## EXERCISE REQUIREMENTS
Extract every line of the material below that contains the string "trunk", treating uppercase and lowercase as different.

[Stored data entries]
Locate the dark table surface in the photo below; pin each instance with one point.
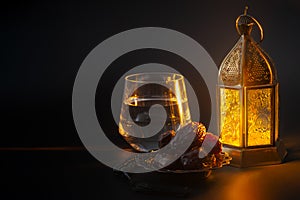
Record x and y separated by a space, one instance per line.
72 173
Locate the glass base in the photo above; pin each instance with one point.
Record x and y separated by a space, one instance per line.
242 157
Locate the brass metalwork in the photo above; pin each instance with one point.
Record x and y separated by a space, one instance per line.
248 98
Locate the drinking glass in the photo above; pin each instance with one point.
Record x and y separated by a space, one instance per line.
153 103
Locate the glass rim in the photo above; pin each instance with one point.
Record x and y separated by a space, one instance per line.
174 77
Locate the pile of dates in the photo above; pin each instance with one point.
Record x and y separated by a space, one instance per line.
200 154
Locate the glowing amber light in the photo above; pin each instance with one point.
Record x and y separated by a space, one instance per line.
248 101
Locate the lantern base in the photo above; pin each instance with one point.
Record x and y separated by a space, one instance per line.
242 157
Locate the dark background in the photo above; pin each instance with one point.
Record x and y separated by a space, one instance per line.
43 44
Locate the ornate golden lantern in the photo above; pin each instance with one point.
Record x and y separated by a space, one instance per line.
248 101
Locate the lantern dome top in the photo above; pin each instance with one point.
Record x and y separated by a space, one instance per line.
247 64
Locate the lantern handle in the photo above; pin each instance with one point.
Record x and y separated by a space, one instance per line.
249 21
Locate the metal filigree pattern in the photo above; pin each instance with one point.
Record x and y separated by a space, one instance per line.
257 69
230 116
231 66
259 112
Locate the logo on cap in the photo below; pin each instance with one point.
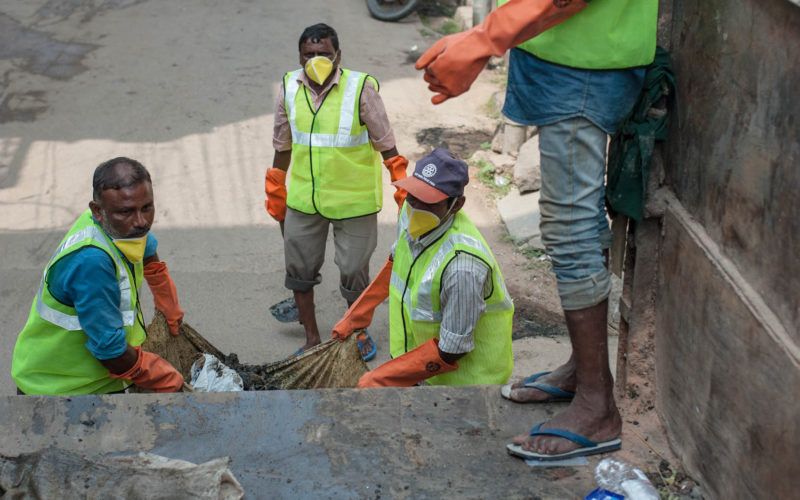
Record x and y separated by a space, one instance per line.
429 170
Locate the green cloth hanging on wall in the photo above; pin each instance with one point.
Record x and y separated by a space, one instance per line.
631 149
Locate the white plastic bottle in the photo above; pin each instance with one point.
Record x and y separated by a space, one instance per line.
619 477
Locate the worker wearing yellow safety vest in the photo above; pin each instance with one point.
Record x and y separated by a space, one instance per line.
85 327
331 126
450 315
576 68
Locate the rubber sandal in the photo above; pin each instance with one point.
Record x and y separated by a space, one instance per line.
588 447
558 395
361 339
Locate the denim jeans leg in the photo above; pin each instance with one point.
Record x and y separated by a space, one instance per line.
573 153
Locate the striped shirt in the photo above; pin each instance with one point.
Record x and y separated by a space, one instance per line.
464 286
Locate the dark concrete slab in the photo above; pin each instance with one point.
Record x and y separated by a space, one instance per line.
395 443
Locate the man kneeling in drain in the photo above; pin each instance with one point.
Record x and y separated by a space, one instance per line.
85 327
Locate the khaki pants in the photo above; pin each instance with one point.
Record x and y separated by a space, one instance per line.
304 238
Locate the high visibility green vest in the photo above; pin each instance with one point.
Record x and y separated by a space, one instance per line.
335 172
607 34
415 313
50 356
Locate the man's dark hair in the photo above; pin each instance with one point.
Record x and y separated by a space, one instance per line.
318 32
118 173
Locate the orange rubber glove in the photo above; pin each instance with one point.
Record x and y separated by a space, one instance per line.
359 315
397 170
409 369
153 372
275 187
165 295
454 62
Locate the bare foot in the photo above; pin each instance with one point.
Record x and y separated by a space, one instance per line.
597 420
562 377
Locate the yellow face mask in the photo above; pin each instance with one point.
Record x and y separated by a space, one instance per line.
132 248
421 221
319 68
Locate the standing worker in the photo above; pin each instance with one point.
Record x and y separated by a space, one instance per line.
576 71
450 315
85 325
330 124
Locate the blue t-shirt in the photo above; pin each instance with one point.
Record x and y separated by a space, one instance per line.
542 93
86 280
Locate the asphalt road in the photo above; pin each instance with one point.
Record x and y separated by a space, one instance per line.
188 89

---

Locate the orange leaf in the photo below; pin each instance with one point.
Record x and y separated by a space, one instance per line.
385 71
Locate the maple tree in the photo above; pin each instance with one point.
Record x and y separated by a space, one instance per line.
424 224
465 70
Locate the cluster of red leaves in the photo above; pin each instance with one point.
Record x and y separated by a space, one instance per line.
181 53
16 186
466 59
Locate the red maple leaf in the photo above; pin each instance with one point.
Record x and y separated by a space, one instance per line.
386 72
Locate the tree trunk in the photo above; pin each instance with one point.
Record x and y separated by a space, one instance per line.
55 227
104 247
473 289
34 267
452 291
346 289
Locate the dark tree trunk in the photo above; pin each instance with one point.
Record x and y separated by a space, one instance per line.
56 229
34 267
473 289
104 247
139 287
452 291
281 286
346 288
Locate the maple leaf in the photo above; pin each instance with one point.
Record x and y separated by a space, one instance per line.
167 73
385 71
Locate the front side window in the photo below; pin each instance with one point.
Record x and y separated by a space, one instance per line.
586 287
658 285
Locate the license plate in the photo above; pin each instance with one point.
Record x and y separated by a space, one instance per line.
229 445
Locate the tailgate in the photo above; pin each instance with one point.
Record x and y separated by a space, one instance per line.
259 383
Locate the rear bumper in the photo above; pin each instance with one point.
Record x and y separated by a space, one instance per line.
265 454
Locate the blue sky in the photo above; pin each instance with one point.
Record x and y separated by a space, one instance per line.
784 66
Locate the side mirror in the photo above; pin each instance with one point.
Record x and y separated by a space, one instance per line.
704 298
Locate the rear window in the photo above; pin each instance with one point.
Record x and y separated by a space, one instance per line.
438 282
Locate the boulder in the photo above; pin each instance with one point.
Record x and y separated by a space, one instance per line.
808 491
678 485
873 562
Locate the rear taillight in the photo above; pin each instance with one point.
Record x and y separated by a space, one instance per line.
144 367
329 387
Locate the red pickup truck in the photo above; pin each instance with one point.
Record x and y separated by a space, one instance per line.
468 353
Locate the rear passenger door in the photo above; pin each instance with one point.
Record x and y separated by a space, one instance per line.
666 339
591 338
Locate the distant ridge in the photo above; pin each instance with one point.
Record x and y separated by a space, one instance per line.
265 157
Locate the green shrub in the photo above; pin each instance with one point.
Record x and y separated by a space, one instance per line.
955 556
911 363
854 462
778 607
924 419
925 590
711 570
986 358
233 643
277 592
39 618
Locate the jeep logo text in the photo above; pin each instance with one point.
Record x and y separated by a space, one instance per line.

## FINISHED TASK
Locate the tree trunk in the photo above; pin each instance with one point.
Locate the dark tree trunk in the photo above; pin each instance with one point.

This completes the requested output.